Given request:
Every record must be transcribed in its entirety, apart from the images, which are to be omitted.

Stored data:
►

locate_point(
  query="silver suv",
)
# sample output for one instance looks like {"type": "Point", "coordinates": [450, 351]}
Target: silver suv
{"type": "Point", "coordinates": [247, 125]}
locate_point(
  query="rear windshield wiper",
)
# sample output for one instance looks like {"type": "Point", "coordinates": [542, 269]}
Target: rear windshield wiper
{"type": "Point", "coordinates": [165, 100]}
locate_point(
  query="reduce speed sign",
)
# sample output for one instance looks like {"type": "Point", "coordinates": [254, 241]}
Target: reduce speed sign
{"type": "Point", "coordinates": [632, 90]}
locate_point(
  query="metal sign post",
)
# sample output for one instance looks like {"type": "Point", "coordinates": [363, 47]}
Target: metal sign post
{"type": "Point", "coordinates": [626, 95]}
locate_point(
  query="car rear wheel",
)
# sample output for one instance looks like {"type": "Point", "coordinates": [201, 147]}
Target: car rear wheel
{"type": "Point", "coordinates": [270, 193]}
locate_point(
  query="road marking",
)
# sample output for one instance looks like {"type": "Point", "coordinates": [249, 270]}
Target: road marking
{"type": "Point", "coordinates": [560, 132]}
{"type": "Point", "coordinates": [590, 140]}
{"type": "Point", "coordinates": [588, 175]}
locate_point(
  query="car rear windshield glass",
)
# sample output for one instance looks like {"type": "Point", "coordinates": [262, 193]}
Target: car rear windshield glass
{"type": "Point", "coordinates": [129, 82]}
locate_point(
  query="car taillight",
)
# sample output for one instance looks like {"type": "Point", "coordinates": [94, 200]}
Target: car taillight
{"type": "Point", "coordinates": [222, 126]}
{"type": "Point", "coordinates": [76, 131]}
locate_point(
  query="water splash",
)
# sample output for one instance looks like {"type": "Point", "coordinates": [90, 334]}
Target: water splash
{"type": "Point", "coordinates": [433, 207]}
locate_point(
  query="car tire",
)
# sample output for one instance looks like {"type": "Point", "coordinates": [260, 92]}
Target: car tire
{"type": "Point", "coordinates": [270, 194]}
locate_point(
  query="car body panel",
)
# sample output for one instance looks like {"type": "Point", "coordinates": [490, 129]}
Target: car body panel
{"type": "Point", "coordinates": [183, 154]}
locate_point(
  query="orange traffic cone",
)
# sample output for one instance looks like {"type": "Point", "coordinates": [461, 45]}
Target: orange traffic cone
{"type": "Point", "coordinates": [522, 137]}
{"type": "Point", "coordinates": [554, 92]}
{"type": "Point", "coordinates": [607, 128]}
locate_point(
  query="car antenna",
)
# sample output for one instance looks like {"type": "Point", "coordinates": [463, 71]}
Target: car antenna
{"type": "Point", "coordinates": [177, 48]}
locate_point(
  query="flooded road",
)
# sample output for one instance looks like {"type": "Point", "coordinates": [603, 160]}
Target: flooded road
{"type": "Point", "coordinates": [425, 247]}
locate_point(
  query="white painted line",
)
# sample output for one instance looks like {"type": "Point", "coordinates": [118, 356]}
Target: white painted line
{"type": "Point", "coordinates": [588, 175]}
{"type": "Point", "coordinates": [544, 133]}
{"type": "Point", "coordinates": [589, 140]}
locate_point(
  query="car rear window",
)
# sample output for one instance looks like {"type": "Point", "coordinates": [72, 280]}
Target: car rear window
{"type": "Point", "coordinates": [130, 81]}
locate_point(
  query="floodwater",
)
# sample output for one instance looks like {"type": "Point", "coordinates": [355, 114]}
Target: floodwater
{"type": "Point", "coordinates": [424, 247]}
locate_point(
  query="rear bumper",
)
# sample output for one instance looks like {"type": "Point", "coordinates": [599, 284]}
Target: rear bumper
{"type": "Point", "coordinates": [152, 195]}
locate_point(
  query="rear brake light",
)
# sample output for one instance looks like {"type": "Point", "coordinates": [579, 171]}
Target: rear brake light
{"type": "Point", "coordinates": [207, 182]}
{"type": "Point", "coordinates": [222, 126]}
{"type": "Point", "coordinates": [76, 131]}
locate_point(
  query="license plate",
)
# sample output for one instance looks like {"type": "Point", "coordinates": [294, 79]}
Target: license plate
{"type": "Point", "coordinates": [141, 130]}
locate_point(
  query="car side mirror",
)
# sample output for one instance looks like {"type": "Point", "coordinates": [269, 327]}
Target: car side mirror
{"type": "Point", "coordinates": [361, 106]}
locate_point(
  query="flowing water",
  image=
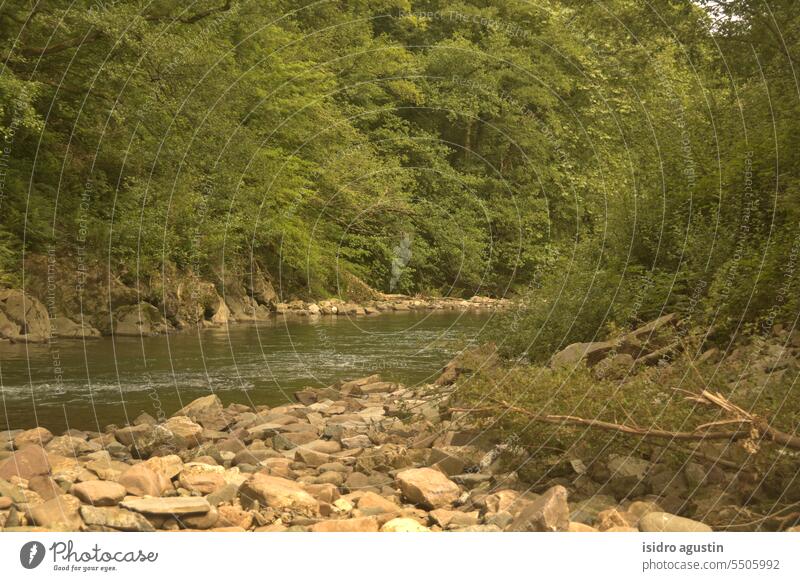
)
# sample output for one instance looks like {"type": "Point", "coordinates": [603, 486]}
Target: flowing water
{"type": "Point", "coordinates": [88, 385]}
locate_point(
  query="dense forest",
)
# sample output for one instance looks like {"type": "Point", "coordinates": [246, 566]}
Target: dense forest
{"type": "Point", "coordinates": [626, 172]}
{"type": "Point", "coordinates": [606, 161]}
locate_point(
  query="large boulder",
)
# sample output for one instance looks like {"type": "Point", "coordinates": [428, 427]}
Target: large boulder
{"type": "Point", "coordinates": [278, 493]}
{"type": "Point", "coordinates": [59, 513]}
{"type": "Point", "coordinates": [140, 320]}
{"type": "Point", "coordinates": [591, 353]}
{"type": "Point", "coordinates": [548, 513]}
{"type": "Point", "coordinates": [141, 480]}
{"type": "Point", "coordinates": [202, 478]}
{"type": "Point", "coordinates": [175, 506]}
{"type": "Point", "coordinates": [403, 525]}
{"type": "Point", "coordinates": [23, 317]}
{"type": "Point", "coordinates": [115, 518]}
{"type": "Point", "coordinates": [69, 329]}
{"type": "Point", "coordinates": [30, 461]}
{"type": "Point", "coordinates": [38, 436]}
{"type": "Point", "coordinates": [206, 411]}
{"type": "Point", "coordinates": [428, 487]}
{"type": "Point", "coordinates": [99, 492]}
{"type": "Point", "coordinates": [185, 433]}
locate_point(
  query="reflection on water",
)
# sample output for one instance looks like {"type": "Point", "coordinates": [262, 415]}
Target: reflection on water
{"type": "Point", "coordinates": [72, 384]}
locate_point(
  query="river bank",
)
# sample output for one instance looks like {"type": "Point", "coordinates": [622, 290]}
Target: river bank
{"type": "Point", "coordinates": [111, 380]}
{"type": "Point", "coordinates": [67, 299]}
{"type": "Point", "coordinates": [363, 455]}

◄

Exercise answer:
locate_point(
  query="silver suv",
)
# sample output for one instance looks like {"type": "Point", "coordinates": [450, 351]}
Target: silver suv
{"type": "Point", "coordinates": [247, 125]}
locate_point(
  query="rear windshield wiper",
)
# sample output for one instance looks like {"type": "Point", "coordinates": [542, 269]}
Target: rear windshield wiper
{"type": "Point", "coordinates": [165, 100]}
locate_point(
  query="reduce speed sign",
)
# sample output for one instance looks like {"type": "Point", "coordinates": [254, 241]}
Target: reduce speed sign
{"type": "Point", "coordinates": [632, 90]}
locate_point(
  query="metal sign post",
)
# sample output for one instance looks like {"type": "Point", "coordinates": [363, 47]}
Target: metal sign post
{"type": "Point", "coordinates": [626, 95]}
locate_point(
  query="car rear wheel",
)
# sample output for one instance looks like {"type": "Point", "coordinates": [201, 147]}
Target: car rear wheel
{"type": "Point", "coordinates": [270, 193]}
locate_point(
  query="road marking",
)
# sample output for one instance looks like {"type": "Point", "coordinates": [249, 270]}
Target: road marking
{"type": "Point", "coordinates": [560, 132]}
{"type": "Point", "coordinates": [590, 140]}
{"type": "Point", "coordinates": [588, 175]}
locate_point(
  query="car rear windshield glass",
)
# sample output for one instance looks like {"type": "Point", "coordinates": [262, 193]}
Target: car rear windshield glass
{"type": "Point", "coordinates": [129, 82]}
locate_point(
  query="car taillight",
)
# sample output for one instance looks like {"type": "Point", "coordinates": [94, 200]}
Target: car taillight
{"type": "Point", "coordinates": [222, 126]}
{"type": "Point", "coordinates": [76, 131]}
locate_point(
  query="water splash",
)
# sample output for one instance looks like {"type": "Point", "coordinates": [90, 334]}
Target: water splash
{"type": "Point", "coordinates": [433, 207]}
locate_point(
  query="car tire",
)
# sample output for one instance looks like {"type": "Point", "coordinates": [260, 92]}
Target: car tire
{"type": "Point", "coordinates": [270, 194]}
locate_point(
  query="car body panel",
)
# sample output for one instance looks like {"type": "Point", "coordinates": [490, 129]}
Target: car body panel
{"type": "Point", "coordinates": [183, 154]}
locate_point(
  query="orange traffic cone",
)
# sample output for one instance looks like {"type": "Point", "coordinates": [461, 45]}
Target: orange traffic cone
{"type": "Point", "coordinates": [522, 137]}
{"type": "Point", "coordinates": [554, 92]}
{"type": "Point", "coordinates": [607, 128]}
locate_point(
  query="car antenna",
)
# sample output for one instance looks like {"type": "Point", "coordinates": [463, 71]}
Target: car antenna
{"type": "Point", "coordinates": [177, 48]}
locate_point(
  query="flooded road",
)
# sample output for one instance looks like {"type": "Point", "coordinates": [603, 160]}
Target: flooded road
{"type": "Point", "coordinates": [425, 247]}
locate_point(
  query="white painted line",
)
# sample output for one instance looks like {"type": "Point", "coordinates": [118, 356]}
Target: white painted line
{"type": "Point", "coordinates": [588, 175]}
{"type": "Point", "coordinates": [544, 133]}
{"type": "Point", "coordinates": [589, 140]}
locate_point(
  query="car rear window",
)
# sample output for one instance looks like {"type": "Point", "coordinates": [72, 280]}
Target: car rear window
{"type": "Point", "coordinates": [130, 81]}
locate_point(
  query="floodwater",
)
# sample output for one instance looks like {"type": "Point", "coordinates": [355, 114]}
Target: floodwater
{"type": "Point", "coordinates": [424, 247]}
locate_point(
  query="rear bumper",
)
# sample output for one instance looks like {"type": "Point", "coordinates": [599, 284]}
Target: rear bumper
{"type": "Point", "coordinates": [152, 195]}
locate_point(
  query="rear brake light",
)
# sample output for one instance looks like {"type": "Point", "coordinates": [579, 171]}
Target: rear brake light
{"type": "Point", "coordinates": [207, 182]}
{"type": "Point", "coordinates": [222, 126]}
{"type": "Point", "coordinates": [76, 131]}
locate_point(
  query="license plate",
)
# sample output for one instance looks like {"type": "Point", "coordinates": [294, 79]}
Target: license plate
{"type": "Point", "coordinates": [141, 130]}
locate_point(
  query="car side mirror",
)
# sample output for one instance looks like {"type": "Point", "coordinates": [269, 327]}
Target: car side mirror
{"type": "Point", "coordinates": [361, 106]}
locate_point(
  query="flowing water",
  image=
)
# sample output for one instance looks like {"type": "Point", "coordinates": [603, 486]}
Target: flowing water
{"type": "Point", "coordinates": [88, 385]}
locate_point(
  query="dense forest",
)
# sample output for one instance looks like {"type": "Point", "coordinates": [246, 566]}
Target: dense forest
{"type": "Point", "coordinates": [626, 172]}
{"type": "Point", "coordinates": [606, 161]}
locate_point(
  query="large boulder",
)
# sample output for one instance looks like {"type": "Point", "coordinates": [428, 427]}
Target: large boulder
{"type": "Point", "coordinates": [278, 493]}
{"type": "Point", "coordinates": [59, 513]}
{"type": "Point", "coordinates": [140, 320]}
{"type": "Point", "coordinates": [591, 353]}
{"type": "Point", "coordinates": [548, 513]}
{"type": "Point", "coordinates": [141, 480]}
{"type": "Point", "coordinates": [202, 478]}
{"type": "Point", "coordinates": [175, 506]}
{"type": "Point", "coordinates": [403, 525]}
{"type": "Point", "coordinates": [23, 317]}
{"type": "Point", "coordinates": [115, 518]}
{"type": "Point", "coordinates": [69, 329]}
{"type": "Point", "coordinates": [30, 461]}
{"type": "Point", "coordinates": [38, 436]}
{"type": "Point", "coordinates": [206, 411]}
{"type": "Point", "coordinates": [428, 487]}
{"type": "Point", "coordinates": [99, 492]}
{"type": "Point", "coordinates": [185, 433]}
locate_point(
  query="reflection on water",
)
# sample output for one instance looks like {"type": "Point", "coordinates": [262, 415]}
Target: reflection on water
{"type": "Point", "coordinates": [72, 384]}
locate_point(
  query="river bank",
)
# sample output for one instance looks like {"type": "Point", "coordinates": [622, 290]}
Target: river bank
{"type": "Point", "coordinates": [111, 380]}
{"type": "Point", "coordinates": [67, 299]}
{"type": "Point", "coordinates": [363, 455]}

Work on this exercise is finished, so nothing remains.